* [Stated exercise]
Copy out the records below word for word, from the line with "Locate the balcony" to the line with "x=447 y=206", both of those lines included.

* [Dataset rows]
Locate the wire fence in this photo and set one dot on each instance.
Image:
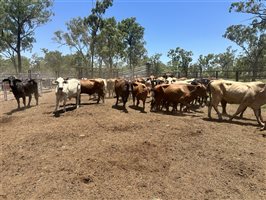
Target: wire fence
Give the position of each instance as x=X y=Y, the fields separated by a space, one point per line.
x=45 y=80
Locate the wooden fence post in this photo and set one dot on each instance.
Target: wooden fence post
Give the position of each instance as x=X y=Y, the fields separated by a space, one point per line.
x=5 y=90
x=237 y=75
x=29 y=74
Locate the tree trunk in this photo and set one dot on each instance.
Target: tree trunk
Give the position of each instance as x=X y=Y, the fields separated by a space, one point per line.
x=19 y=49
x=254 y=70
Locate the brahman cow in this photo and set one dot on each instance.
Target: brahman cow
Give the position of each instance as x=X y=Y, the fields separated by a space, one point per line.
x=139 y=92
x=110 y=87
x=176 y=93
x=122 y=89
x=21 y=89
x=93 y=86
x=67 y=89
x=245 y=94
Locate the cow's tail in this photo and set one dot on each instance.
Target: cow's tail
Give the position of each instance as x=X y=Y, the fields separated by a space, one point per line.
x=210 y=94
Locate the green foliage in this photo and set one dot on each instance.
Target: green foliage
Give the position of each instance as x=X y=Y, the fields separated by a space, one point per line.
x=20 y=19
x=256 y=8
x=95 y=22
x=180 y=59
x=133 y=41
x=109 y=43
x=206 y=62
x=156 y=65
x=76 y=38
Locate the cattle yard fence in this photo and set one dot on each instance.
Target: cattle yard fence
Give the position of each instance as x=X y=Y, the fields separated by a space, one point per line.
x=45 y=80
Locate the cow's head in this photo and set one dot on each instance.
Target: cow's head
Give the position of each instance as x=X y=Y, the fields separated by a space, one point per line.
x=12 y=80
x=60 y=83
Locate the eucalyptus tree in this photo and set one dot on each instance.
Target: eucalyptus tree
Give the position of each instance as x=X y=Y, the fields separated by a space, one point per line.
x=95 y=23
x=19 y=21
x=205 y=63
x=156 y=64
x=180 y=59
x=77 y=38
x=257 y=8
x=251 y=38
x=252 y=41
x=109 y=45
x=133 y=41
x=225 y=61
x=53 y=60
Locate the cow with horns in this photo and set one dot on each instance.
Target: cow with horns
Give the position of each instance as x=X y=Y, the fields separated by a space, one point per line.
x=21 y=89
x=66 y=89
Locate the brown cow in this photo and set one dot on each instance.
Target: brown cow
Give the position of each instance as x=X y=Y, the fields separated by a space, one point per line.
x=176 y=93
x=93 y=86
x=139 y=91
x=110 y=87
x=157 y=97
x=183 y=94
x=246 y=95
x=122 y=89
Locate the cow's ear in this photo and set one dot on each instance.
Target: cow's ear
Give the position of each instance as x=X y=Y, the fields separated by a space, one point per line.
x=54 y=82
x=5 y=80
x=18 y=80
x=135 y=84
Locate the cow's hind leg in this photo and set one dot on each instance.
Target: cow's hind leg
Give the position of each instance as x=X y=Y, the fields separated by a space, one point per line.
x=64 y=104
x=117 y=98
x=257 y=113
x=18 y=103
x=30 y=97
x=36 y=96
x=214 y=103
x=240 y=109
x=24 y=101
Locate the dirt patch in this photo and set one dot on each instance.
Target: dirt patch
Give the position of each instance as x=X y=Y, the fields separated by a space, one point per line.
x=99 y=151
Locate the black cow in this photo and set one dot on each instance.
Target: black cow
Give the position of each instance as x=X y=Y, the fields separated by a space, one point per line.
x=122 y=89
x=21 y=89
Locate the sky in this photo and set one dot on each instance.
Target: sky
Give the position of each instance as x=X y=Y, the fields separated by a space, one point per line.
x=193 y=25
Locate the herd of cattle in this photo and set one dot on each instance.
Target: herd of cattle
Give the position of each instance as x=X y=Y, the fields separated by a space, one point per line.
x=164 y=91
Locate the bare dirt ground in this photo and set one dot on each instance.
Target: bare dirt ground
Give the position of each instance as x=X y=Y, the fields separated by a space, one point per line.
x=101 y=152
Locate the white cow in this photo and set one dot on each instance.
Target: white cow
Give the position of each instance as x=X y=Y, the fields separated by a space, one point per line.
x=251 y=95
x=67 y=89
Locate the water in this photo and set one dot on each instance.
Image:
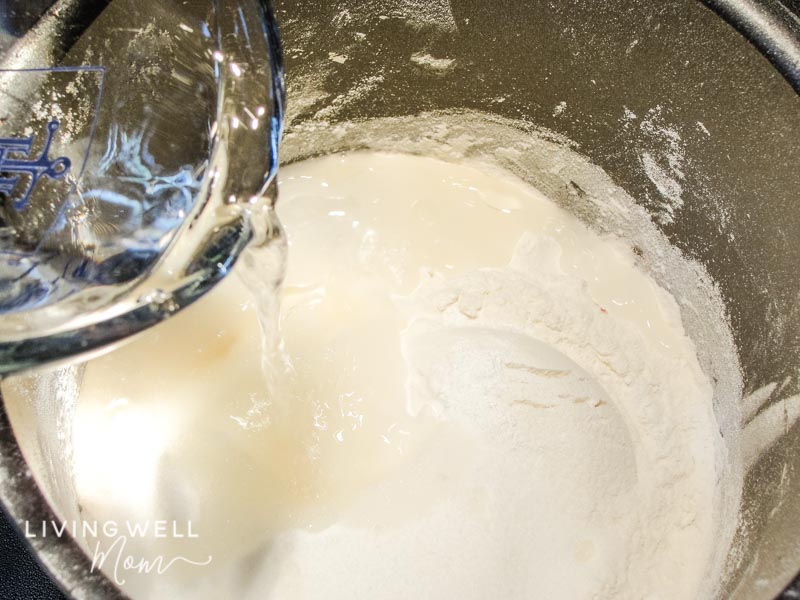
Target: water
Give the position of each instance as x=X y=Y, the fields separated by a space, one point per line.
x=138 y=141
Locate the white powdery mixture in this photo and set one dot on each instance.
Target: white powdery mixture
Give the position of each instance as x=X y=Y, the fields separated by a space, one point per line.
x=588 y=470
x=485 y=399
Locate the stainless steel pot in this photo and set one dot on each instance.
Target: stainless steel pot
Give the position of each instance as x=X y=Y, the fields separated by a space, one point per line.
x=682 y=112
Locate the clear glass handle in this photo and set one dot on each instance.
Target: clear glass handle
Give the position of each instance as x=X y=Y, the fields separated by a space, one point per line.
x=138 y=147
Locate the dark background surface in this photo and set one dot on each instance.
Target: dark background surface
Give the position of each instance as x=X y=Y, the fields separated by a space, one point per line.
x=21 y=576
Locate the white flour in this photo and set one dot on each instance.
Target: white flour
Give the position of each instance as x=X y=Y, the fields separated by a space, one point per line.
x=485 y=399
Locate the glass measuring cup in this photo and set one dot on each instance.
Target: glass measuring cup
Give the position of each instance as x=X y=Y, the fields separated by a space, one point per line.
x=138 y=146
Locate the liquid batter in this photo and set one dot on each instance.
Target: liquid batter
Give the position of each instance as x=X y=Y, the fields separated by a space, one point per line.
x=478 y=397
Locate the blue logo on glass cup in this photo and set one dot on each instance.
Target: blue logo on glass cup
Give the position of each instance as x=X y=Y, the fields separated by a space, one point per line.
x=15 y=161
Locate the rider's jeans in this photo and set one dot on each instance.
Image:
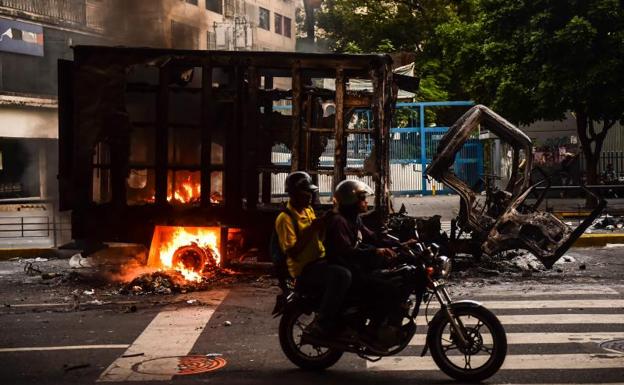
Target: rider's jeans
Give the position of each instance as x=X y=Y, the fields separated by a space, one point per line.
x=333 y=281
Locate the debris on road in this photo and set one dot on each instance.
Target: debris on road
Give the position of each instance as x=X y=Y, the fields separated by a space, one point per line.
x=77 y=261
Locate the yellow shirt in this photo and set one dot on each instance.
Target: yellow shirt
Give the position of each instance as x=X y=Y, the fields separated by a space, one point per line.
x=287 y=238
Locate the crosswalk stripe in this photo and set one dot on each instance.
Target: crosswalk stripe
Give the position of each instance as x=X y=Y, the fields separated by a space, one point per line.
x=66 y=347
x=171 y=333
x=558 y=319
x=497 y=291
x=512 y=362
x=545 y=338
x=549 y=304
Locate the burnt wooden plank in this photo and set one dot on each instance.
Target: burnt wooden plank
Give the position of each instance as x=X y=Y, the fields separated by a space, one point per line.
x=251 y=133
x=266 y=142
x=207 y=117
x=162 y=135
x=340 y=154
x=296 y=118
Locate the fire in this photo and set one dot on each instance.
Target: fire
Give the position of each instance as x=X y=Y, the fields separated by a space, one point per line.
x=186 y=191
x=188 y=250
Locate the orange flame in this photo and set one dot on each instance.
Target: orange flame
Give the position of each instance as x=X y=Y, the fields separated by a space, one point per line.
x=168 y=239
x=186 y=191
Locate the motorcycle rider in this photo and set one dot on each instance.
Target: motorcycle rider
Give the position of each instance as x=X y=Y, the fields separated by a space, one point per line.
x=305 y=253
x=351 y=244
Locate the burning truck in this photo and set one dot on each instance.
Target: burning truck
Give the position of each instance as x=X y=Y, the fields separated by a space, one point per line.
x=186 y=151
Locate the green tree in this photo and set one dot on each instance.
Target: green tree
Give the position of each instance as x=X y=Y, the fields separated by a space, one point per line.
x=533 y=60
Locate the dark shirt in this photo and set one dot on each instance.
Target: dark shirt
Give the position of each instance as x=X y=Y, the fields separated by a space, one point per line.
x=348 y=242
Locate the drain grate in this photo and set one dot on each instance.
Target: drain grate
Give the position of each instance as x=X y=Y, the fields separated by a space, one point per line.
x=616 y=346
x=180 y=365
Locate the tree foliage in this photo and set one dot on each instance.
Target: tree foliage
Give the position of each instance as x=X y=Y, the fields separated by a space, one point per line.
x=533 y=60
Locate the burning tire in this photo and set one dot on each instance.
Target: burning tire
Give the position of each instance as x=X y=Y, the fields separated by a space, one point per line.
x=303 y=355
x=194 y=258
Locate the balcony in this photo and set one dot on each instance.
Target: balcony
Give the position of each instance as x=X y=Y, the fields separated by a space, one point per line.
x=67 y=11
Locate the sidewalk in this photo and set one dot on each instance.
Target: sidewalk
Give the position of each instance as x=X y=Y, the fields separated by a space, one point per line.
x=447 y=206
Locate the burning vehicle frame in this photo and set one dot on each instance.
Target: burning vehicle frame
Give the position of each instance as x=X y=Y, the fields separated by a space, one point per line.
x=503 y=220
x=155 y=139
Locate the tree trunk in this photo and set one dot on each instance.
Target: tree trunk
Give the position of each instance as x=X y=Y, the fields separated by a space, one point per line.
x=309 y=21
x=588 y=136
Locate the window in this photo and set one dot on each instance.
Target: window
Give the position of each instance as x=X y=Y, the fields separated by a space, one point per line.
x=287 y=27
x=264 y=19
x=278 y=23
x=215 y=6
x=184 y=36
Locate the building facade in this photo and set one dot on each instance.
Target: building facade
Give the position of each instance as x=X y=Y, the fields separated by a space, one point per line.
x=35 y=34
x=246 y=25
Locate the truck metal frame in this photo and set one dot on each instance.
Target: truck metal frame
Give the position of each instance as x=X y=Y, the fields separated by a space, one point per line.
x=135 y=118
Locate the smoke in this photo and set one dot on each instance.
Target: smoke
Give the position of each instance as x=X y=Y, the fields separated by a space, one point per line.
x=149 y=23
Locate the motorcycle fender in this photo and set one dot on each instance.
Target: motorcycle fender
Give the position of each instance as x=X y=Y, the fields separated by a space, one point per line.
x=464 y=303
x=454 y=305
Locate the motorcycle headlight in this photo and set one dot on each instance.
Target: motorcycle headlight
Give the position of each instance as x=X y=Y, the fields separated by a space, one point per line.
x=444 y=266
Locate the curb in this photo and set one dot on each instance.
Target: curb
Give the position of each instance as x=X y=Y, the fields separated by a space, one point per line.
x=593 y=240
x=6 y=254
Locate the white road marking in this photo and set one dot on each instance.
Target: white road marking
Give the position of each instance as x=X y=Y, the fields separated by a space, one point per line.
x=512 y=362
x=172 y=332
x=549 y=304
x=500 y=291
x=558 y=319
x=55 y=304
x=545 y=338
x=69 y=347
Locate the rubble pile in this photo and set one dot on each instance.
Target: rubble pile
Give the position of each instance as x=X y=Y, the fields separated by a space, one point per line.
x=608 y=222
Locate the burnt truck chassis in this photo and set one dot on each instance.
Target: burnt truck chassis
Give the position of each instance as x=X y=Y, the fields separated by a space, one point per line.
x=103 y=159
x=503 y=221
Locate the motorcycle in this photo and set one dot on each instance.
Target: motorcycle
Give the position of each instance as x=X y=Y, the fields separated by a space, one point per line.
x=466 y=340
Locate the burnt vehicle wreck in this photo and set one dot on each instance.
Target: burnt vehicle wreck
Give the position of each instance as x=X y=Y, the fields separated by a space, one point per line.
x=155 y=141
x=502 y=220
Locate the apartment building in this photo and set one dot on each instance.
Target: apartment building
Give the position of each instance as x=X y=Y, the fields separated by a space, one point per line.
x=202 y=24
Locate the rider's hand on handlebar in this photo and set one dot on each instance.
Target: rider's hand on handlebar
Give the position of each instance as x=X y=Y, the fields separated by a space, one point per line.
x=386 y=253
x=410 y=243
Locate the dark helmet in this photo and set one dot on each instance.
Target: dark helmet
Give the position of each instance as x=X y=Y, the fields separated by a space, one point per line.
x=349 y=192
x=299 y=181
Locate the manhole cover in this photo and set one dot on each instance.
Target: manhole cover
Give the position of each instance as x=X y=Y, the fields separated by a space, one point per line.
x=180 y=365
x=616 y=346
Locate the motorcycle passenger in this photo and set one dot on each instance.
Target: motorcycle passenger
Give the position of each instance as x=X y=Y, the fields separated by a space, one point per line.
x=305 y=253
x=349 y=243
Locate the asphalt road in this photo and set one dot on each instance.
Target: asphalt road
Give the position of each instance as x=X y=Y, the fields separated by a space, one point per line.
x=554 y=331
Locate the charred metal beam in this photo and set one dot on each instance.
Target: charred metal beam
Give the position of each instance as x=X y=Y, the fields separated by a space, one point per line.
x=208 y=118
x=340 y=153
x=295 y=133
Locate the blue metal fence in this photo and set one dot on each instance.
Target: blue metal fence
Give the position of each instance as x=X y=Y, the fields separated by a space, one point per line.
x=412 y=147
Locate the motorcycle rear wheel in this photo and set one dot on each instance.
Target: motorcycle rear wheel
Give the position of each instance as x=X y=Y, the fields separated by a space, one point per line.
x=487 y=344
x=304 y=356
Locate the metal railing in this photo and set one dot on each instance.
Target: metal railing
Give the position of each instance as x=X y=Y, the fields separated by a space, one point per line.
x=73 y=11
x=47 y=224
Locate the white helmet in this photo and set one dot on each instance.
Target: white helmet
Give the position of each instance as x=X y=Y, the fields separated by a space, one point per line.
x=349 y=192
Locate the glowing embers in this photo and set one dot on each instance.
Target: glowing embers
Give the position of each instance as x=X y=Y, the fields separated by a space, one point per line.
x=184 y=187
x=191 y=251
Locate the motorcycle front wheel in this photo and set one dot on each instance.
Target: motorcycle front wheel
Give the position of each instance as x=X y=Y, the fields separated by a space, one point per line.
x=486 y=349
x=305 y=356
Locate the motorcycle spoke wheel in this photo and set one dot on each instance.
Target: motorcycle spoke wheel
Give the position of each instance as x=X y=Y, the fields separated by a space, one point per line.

* [Full output]
Locate the balcony in this photo and set one dot on each instance.
Target: balcony
Give the position of each instance as x=X y=Y, the fields separated by a space, one point per line.
x=67 y=11
Locate the sidewalk in this photo and set one dot on each instance.
Target: sidewalk
Give the position of each instance as x=X y=Y, the fields separated by a space, one point per line.
x=447 y=206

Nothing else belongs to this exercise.